Mr Tinkler was most recently a director at the company, but was fired by the board last month for breach of fiduciary duty and contract, and legal proceedings have been initiated against him. In turn, Mr Tinkler is suing the board for defamation. His termination meant that the AGM resolution to re-elect Mr Tinkler was made ineffective ahead of the AGM, but was later proposed on the floor at the event. The proposal won 51.4 per cent of shareholder votes, but was struck down by the board. Mr Tinkler has since tweeted that he will be investigating the outcome of the shareholder vote, calling his second removal by the board “corporate governance at its worst”.

The close results mean that the issues between the board and Mr Tinkler are unlikely to be finished. Mr Tinkler still holds 7.8 per cent of the shares and has the support of fund manager Neil Woodford through Woodford Investment Management, which holds 20 per cent. Former Stobart director Allan Jenkinson, with a 5.6 per cent stake, also backed Mr Tinkler. On the other hand, Stobart’s largest shareholder, Invesco, holds 25 per cent of the shares and backs Mr Ferguson, as does Royal London with 2.6 per cent. Last week two proxy advisers, Institutional Shareholder Services and Glass Lewis, recommended shareholders to re-elect Mr Ferguson as chairman.

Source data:
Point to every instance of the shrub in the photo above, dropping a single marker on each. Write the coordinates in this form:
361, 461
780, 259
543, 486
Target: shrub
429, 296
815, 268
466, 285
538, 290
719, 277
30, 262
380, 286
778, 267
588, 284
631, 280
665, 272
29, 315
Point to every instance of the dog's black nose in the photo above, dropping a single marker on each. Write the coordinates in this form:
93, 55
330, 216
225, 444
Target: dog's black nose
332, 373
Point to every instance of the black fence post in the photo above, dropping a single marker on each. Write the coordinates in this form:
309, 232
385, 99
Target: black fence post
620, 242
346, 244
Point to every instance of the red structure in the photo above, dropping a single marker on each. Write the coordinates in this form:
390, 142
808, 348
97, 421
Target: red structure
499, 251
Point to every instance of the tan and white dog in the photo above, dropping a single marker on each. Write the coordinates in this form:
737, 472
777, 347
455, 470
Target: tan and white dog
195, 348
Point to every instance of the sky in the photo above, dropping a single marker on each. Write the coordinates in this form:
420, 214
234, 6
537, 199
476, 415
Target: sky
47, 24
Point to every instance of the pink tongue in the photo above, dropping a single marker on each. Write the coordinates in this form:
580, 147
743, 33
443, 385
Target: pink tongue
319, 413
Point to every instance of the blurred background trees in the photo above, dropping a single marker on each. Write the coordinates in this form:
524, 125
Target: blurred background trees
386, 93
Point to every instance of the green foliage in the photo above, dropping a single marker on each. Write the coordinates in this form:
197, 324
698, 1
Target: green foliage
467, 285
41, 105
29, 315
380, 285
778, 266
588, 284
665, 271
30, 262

**EXERCISE TASK 1**
Rewrite the part of the passage on the Stobart board dispute that opens with the words containing "The close results" and closes with "Ferguson as chairman.", substituting "voting advisers" for "proxy advisers".
**EXERCISE TASK 2**
Write the next part of the passage on the Stobart board dispute, picking up after its final sentence.

**RIGHT ANSWER 1**
The close results mean that the issues between the board and Mr Tinkler are unlikely to be finished. Mr Tinkler still holds 7.8 per cent of the shares and has the support of fund manager Neil Woodford through Woodford Investment Management, which holds 20 per cent. Former Stobart director Allan Jenkinson, with a 5.6 per cent stake, also backed Mr Tinkler. On the other hand, Stobart’s largest shareholder, Invesco, holds 25 per cent of the shares and backs Mr Ferguson, as does Royal London with 2.6 per cent. Last week two voting advisers, Institutional Shareholder Services and Glass Lewis, recommended shareholders to re-elect Mr Ferguson as chairman.

**RIGHT ANSWER 2**
The clash between Mr Tinkler and the board has been ongoing since last year. A spokesperson for Mr Tinkler suggested it stemmed from Stobart’s discussions with Flybe (FLYB) over a possible takeover. In February, Stobart had stated that it had vehicles in place to fund the potential deal, but Mr Tinkler was not comfortable with such funding. On the other hand, current chief executive Warwick Brady had previously said that Mr Tinkler was good at deal-making but not at generating operating cash.  

Mr Tinkler has also claimed that the result was “gerrymandered” after Stobart moved around 7m shares, or 2 per cent of the company’s voting rights, from a corporate treasury to an employee benefit trust. This transaction meant that the shares could be used in voting.